== What to work on ==
• 1. In the mailing list thread below about proc dentry flushing, rewrite the paragraph beginning "Modify the code to only flush" as a short bulleted list that keeps its main facts.
• 2. Write a continuation of the mailing list thread about proc dentry flushing, starting right after its final line.

##### Text segment

I did not report this.





> Reported-by: Matthew Wilcox <willy@infradead.org>
> Signed-off-by: "Eric W. Biederman" <ebiederm@xmission.com>
> ---
Eric W. Biederman June 22, 2020, 3:13 p.m. UTC | #8
Masahiro Yamada <masahiroy@kernel.org> writes:

> On Fri, Jun 19, 2020 at 11:14 PM Eric W. Biederman
> <ebiederm@xmission.com> wrote:
>>
>>
>> Junxiao Bi <junxiao.bi@oracle.com> reported:
>> > When debugging some performance issue, i found that thousands of threads exit
>> > around same time could cause a severe spin lock contention on proc dentry
>> > "/proc/$parent_process_pid/task/", that's because threads needs to clean up
>> > their pid file from that dir when exit.
>>
>> Matthew Wilcox <willy@infradead.org> reported:
>> > We've looked at a few different ways of fixing this problem.
>>
>> The flushing of the proc dentries from the dcache is an optmization,
>> and is not necessary for correctness.  Eventually cache pressure will
>> cause the dentries to be freed even if no flushing happens.  Some
>> light testing when I refactored the proc flushg[1] indicated that at
>> least the memory footprint is easily measurable.
>>
>> An optimization that causes a performance problem due to a thundering
>> herd of threads is no real optimization.
>>
>> Modify the code to only flush the /proc/<tgid>/ directory when all
>> threads in a process are killed at once.  This continues to flush
>> practically everything when the process is reaped as the threads live
>> under /proc/<tgid>/task/<tid>.
>>
>> There is a rare possibility that a debugger will access /proc/<tid>/,
>> which this change will no longer flush, but I believe such accesses
>> are sufficiently rare to not be observed in practice.
>>
>> [1] 7bc3e6e55acf ("proc: Use a list of inodes to flush from proc")

##########
##### Supplied data

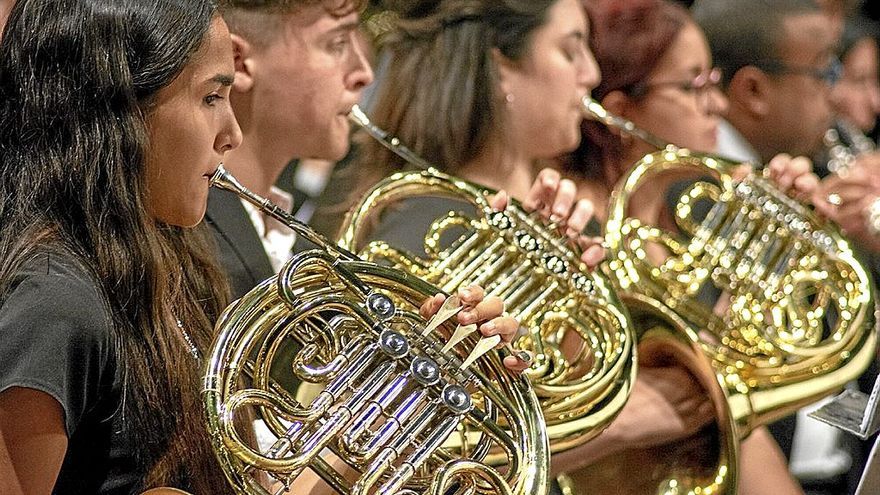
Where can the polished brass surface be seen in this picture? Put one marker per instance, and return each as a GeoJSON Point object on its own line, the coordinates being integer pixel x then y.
{"type": "Point", "coordinates": [386, 397]}
{"type": "Point", "coordinates": [769, 298]}
{"type": "Point", "coordinates": [575, 325]}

##########

== In response ==
• 1.
- Change the code so the /proc/<tgid>/ directory is flushed only when all threads in a process are killed at once.
- Nearly everything is still flushed when the process is reaped, because the threads live under /proc/<tgid>/task/<tid>.

• 2.
>> Link: https://lkml.kernel.org/r/54091fc0-ca46-2186-97a8-d1f3c4f3877b@oracle.com
>
>
>> Reported-by: Masahiro Yamada <masahiroy@kernel.org>
>
> I did not report this.

Thank you for catching this.

I must have cut&pasted the wrong email address by mistake.

My apologies.

Eric
Eric W. Biederman June 22, 2020, 3:20 p.m. UTC | #9
Junxiao Bi <junxiao.bi@oracle.com> writes:

> On 6/20/20 9:27 AM, Matthew Wilcox wrote:
>
>> On Fri, Jun 19, 2020 at 05:42:45PM -0500, Eric W. Biederman wrote:
>>> Junxiao Bi <junxiao.bi@oracle.com> writes:
>>>> Still high lock contention. Collect the following hot path.
>>> A different location this time.
>>>
>>> I know of at least exit_signal and exit_notify that take thread wide
>>> locks, and it looks like exit_mm is another.  Those don't use the same
>>> locks as flushing proc.
>>>
>>>
>>> So I think you are simply seeing a result of the thundering herd of
>>> threads shutting down at once.  Given that thread shutdown is fundamentally
>>> a slow path there is only so much that can be done.
>>>
>>> If you are up for a project to working through this thundering herd I
>>> expect I can help some.  It will be a long process of cleaning up
>>> the entire thread exit process with an eye to performance.
>> Wengang had some tests which produced wall-clock values for this problem,
>> which I agree is more informative.
>>
>> I'm not entirely sure what the customer workload is that requires a
>> highly threaded workload to also shut down quickly.  To my mind, an
>> overall workload is normally composed of highly-threaded tasks that run
>> for a long time and only shut down rarely (thus performance of shutdown
>> is not important) and single-threaded tasks that run for a short time.
>
> The real workload is a Java application working in server-agent mode, issue
> happened in agent side, all it do is waiting works dispatching from server and
> execute. To execute one work, agent will start lots of short live threads, there
> could be a lot of threads exit same time if there were a lots of work to
> execute, the contention on the exit path caused a high %sys time which impacted
> other workload.

If I understand correctly, the Java VM is not exiting.  Just some of
it's threads.

That is a very different problem to deal with.  That are many
optimizations that are possible when _all_ of the threads are exiting
that are not possible when _many_ threads are exiting.

Do you know if it is simply the cpu time or if it is the lock contention
that is the problem?  If it is simply the cpu time we should consider if
some of the locks that can be highly contended should become mutexes.
Or perhaps something like Matthew's cpu pinning idea.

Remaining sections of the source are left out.